● **What is needed**:
In the entries that follow, identify the line containing "point: small window" and return it together with all later lines, exactly as they appear.
═════ Data for the task
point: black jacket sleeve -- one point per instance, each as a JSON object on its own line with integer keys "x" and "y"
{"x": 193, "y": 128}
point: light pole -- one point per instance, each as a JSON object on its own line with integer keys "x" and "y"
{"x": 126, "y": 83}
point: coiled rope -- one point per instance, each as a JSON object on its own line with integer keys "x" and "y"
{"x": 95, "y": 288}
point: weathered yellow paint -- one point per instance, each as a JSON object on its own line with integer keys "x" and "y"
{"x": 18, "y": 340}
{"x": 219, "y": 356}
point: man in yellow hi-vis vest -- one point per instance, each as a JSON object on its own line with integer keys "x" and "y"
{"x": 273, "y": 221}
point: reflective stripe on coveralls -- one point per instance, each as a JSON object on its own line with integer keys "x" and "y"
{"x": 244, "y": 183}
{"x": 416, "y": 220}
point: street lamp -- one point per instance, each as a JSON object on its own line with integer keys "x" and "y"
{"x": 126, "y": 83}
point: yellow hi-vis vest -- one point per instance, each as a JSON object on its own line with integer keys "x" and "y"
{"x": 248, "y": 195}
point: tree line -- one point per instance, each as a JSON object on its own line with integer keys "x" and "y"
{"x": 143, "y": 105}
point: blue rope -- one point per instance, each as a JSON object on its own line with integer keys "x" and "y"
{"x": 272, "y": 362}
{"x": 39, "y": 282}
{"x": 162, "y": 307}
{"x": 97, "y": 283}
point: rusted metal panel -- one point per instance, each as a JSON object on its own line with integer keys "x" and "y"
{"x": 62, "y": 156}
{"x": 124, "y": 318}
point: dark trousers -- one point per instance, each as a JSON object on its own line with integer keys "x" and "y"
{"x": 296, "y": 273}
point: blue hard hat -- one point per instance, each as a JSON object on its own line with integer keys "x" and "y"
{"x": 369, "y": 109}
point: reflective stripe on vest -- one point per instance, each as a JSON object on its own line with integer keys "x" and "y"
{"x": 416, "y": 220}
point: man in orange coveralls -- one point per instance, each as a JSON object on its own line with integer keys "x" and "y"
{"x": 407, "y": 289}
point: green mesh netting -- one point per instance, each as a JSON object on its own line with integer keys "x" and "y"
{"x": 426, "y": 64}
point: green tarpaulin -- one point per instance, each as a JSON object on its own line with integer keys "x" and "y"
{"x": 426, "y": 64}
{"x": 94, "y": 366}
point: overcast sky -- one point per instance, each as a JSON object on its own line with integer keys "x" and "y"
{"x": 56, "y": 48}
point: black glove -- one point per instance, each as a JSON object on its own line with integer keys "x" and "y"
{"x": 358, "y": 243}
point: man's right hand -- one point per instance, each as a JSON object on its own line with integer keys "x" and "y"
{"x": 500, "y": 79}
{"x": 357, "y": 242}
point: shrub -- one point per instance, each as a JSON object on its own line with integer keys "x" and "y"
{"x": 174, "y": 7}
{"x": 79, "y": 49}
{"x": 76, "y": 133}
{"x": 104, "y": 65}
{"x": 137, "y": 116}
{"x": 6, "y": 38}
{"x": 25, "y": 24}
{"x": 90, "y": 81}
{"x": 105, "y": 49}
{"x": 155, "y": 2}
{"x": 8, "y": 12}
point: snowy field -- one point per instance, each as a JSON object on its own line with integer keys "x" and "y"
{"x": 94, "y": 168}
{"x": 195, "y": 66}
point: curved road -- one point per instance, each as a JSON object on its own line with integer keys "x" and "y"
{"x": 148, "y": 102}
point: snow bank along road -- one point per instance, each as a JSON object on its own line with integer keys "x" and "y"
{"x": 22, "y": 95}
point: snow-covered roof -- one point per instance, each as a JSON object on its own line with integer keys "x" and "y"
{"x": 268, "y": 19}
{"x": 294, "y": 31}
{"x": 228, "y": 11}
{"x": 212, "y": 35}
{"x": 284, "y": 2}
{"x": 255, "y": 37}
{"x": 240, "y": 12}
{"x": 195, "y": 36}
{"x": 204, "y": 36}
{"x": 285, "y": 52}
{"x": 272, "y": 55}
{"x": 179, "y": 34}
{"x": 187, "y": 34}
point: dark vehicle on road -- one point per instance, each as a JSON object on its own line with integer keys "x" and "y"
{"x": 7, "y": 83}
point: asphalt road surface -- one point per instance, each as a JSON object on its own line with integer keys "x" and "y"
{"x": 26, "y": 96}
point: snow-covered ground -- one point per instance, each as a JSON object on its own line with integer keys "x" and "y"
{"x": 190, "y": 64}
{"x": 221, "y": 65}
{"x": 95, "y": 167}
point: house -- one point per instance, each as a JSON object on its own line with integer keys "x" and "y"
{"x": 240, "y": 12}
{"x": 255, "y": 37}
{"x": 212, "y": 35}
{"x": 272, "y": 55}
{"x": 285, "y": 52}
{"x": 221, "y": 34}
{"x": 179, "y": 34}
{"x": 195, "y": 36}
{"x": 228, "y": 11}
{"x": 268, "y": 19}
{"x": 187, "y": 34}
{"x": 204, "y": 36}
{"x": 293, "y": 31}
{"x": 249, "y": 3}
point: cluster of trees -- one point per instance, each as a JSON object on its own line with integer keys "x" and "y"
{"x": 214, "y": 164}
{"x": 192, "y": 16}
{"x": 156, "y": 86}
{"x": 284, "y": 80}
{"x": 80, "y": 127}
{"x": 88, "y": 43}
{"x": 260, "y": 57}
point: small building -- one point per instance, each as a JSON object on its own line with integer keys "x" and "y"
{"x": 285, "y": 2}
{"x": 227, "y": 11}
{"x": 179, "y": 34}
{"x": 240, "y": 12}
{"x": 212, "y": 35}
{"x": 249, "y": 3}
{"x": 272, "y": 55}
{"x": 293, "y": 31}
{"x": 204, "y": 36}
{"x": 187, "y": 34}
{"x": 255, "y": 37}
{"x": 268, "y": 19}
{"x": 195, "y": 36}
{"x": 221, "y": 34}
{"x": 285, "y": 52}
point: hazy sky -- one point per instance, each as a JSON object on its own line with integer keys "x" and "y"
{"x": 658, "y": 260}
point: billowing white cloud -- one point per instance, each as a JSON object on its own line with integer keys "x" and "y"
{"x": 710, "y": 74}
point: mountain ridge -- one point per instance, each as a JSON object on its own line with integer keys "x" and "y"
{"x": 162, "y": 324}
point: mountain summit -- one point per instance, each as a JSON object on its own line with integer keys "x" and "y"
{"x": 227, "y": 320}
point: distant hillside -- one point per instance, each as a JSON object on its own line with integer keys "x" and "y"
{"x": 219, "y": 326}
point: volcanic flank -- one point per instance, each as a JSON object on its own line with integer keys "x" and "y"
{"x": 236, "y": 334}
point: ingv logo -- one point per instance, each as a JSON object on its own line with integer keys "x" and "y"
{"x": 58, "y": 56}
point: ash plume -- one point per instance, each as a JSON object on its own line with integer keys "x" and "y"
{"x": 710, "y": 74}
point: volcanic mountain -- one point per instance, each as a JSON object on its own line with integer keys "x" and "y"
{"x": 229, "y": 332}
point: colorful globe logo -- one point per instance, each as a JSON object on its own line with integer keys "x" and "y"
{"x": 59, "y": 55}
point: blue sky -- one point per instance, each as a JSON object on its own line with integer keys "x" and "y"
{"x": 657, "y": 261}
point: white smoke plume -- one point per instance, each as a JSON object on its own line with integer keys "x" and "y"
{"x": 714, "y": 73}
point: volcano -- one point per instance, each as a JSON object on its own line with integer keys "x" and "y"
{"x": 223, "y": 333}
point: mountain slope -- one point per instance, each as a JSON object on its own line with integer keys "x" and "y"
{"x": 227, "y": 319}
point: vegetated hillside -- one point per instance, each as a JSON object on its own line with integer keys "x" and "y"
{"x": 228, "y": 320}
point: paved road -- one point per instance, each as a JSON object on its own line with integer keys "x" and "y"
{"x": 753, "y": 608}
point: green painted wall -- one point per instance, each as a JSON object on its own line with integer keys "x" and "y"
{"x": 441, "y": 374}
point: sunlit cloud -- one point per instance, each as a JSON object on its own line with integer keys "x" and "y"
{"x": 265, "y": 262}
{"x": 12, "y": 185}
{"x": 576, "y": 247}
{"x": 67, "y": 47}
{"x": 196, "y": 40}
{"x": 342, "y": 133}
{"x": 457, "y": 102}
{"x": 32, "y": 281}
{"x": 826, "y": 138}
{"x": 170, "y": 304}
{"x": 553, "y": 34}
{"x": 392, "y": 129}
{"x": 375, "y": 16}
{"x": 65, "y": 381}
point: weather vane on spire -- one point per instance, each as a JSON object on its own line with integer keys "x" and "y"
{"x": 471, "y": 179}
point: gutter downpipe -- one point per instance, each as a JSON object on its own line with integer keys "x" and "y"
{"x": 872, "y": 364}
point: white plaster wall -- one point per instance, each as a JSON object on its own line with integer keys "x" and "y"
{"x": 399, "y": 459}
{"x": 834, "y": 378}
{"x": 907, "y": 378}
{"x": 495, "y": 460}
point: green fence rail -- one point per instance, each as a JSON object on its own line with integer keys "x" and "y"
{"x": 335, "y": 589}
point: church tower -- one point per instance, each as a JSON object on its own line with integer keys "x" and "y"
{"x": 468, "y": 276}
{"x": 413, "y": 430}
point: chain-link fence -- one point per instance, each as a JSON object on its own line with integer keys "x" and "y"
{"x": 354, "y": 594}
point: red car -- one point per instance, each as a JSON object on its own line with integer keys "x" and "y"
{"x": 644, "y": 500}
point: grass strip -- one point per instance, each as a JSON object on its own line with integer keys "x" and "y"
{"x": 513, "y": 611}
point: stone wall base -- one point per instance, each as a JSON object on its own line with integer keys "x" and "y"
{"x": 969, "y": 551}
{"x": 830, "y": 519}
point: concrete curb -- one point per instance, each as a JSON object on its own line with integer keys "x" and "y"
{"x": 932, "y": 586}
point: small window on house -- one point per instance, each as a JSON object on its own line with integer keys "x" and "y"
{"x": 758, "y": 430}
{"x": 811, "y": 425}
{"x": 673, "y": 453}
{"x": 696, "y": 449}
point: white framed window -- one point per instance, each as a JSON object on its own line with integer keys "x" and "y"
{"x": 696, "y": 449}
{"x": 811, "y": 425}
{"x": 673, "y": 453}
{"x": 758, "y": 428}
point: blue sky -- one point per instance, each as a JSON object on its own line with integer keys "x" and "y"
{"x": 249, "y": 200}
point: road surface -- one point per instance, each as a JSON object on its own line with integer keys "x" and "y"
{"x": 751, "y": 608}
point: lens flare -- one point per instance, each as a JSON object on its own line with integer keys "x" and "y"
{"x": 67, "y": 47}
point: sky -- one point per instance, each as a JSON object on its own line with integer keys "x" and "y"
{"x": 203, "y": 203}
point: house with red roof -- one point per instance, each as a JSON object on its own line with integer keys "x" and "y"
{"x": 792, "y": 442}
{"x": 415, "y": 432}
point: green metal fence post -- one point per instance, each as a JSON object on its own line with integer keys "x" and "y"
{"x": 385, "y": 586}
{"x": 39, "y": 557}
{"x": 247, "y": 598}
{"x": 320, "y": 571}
══════════
● **Finished exercise**:
point: small window on house -- one point per instance, each as a JSON object on its own line with integer keys "x" and "y"
{"x": 758, "y": 430}
{"x": 811, "y": 425}
{"x": 673, "y": 453}
{"x": 696, "y": 449}
point: white framed window -- one point per instance, each as a JSON object on its own line with integer keys "x" and "y"
{"x": 696, "y": 449}
{"x": 811, "y": 425}
{"x": 673, "y": 453}
{"x": 758, "y": 428}
point: blue sky -- one point per instance, each as a JSON object on its own line with integer keys "x" and "y"
{"x": 249, "y": 200}
point: road surface -- one point per instance, each as a JSON object on its own line with integer keys "x" and "y"
{"x": 751, "y": 608}
point: lens flare -- one point per instance, each as a JSON object on its own line with integer keys "x" and "y"
{"x": 67, "y": 47}
point: sky -- one point per instance, each as a JSON object on its own line with integer keys "x" and "y"
{"x": 203, "y": 203}
point: house with red roof -- one point per instance, each as a JSON object on its own line with integer keys "x" and "y"
{"x": 792, "y": 442}
{"x": 415, "y": 432}
point: green metal fence post -- one point per instance, each as a JSON object on its own line with integer keys "x" and "y"
{"x": 385, "y": 586}
{"x": 39, "y": 557}
{"x": 247, "y": 598}
{"x": 320, "y": 571}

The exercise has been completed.